Now historians have long argued about the specifics of that embodied story–how much of it is accurate, and how much was added later. For example, the famous arrow in the eye that ends the life of Harold II is thought by many to have been snuck in some time after the original was made in an effort to recast the Anglo-Saxon king as an oath-breaker, since a weapon through the eye was a sort of medieval shorthand for such an offense. There is evidence that earlier viewers of the tapestry did not record seeing an arrow there, but rather a spear or a lance, and there are needle holes that suggest some unpicking may have occurred. Also, in the next ‘panel’ it shows Harold being slain by a sword.

The latest piece of academic debate that made the rounds of the media was on the number of penises the tapestry contains. Is it 93 or 94? The possible penis is in this section …



One scholar claims the dangling black appendage that the figure on the right is ‘wielding’ is a dagger, another says it is male genitalia. They assure us this is serious scholarship, and reveals something important about the medieval mindset.

■ **Exercise task A**
Rewrite the tapestry passage from the part that opens with the words containing "The latest piece" and closes with "the medieval mindset.", substituting "knife" for "dagger".
■ **Exercise task B**
Extend the passage on the tapestry debate, picking up after its final sentence.
The items after this point come from a separate source.

■ **Data extract**
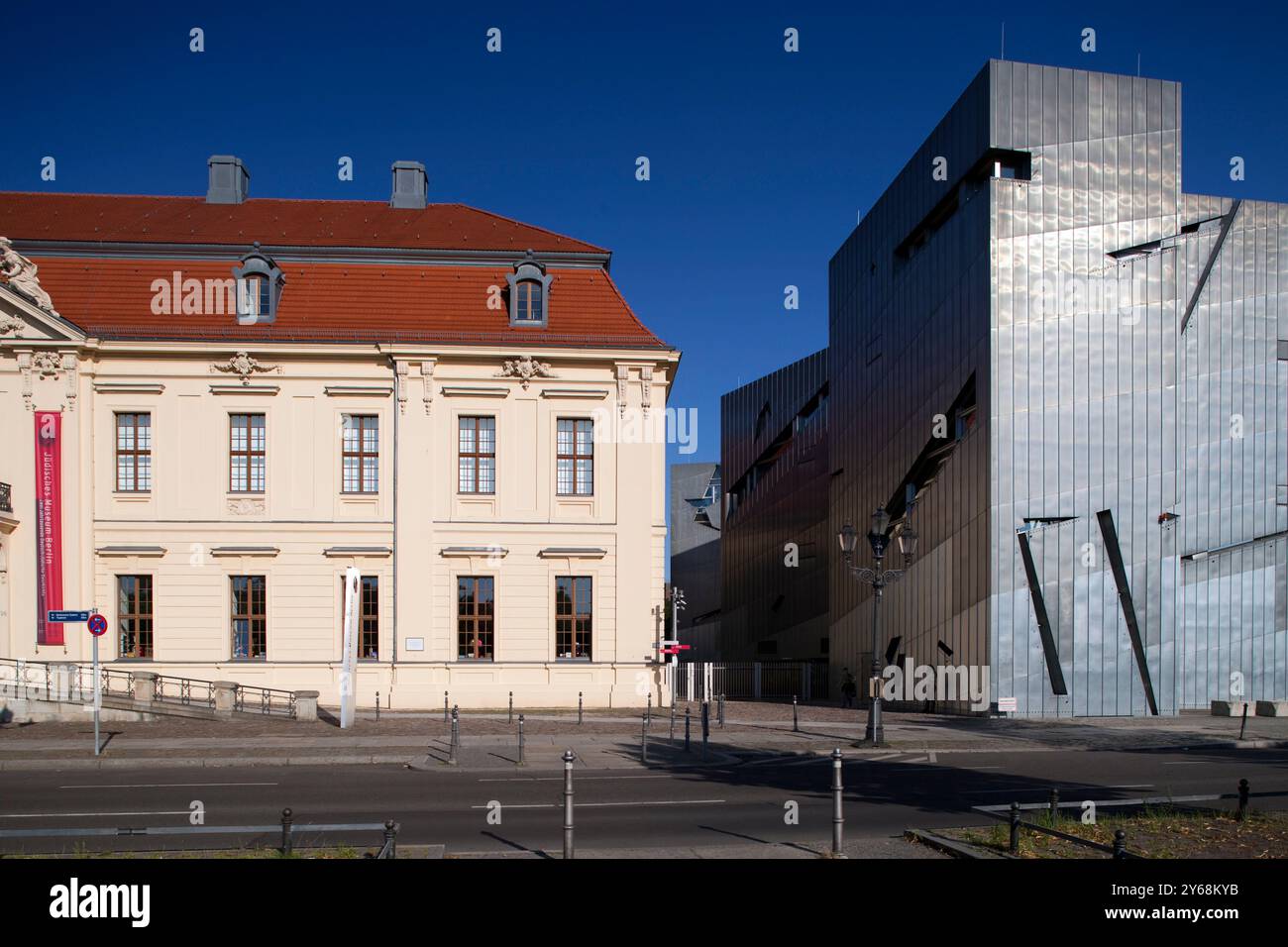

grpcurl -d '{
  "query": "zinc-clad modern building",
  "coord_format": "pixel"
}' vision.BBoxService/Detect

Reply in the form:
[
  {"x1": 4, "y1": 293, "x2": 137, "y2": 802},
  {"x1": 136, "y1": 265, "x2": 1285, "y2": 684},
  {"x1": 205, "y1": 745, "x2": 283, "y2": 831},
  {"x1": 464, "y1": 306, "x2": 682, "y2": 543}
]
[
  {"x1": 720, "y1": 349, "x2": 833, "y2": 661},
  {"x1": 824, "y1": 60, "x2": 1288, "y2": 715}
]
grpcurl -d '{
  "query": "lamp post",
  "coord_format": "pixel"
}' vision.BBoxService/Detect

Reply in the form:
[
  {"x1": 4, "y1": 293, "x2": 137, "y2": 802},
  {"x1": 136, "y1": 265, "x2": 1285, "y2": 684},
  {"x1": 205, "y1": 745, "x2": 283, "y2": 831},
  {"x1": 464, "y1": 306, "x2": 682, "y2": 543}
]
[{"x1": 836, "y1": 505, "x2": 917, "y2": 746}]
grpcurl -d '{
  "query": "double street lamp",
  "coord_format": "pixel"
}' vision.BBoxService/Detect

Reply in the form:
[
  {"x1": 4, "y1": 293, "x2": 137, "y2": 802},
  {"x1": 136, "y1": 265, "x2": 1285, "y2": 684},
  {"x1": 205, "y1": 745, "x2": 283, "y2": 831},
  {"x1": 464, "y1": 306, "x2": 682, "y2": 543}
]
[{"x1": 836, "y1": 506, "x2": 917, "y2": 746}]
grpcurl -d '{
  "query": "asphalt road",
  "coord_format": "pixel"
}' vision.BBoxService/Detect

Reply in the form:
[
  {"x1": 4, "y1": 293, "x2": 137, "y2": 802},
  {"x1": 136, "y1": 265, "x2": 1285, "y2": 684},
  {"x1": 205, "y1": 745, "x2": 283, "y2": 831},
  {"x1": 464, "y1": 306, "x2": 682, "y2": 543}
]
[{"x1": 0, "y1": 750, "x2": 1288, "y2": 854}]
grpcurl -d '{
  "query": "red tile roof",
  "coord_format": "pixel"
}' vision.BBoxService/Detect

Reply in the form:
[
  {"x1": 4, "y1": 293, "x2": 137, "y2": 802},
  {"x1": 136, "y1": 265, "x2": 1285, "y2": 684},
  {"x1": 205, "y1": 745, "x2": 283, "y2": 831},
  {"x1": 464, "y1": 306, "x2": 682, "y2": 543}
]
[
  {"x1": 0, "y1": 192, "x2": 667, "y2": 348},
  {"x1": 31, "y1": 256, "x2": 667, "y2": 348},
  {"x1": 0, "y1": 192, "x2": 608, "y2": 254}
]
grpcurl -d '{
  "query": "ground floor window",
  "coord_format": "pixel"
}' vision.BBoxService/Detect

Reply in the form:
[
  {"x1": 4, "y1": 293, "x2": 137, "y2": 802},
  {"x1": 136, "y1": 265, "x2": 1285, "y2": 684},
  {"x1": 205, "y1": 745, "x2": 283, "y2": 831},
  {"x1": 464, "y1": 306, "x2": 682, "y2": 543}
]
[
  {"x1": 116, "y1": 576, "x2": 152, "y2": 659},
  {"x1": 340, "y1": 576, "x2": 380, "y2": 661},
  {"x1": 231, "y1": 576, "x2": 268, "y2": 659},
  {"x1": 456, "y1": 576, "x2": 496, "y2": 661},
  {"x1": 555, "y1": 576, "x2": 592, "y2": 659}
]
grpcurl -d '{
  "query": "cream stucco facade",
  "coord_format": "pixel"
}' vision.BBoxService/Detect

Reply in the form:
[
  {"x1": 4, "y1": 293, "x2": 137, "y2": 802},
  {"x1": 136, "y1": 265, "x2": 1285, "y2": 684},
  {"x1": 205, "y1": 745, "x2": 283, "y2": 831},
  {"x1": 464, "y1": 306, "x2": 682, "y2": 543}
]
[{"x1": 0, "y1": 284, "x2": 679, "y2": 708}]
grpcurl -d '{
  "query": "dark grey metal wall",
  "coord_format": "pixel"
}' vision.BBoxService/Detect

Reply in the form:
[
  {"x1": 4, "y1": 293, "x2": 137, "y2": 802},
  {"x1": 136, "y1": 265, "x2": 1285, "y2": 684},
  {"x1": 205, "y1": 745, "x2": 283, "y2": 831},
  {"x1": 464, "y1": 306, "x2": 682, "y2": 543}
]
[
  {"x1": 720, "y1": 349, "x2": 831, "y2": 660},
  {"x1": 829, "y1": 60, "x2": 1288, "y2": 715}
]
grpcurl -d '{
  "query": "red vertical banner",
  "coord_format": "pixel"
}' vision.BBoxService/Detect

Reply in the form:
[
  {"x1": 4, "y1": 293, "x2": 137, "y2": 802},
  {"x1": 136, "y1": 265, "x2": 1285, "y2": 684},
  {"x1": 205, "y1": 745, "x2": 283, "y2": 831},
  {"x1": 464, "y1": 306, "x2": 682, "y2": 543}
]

■ **Output A**
The latest piece of academic debate that made the rounds of the media was on the number of penises the tapestry contains. Is it 93 or 94? The possible penis is in this section …



One scholar claims the dangling black appendage that the figure on the right is ‘wielding’ is a knife, another says it is male genitalia. They assure us this is serious scholarship, and reveals something important about the medieval mindset.

■ **Output B**
Someone had to specifically stitch in 93 (or 94) penises. Perhaps there was a phallus expert or enthusiast who specialised in such details?

“What are you working on, Beatrice?”
“I'm adding in a horse.”
“And you, Mary?”
“Another phallus.”
“That will be the 93rd you've done, dear. Isn't it time to give it a rest?”
“94th actually. There's this one here.”
“Oh, that's never a male member. That's a dagger.”
“Look's more like a frightened gerbil to me.”
“You're all wrong; it's a frying pan.”

The debated object is, for now, sort of a Schrödinger's penis. Both a dagger and a phallus that may never collapse into the one state, no matter how much it is observed. You can decide for yourself. Let us know what you think below.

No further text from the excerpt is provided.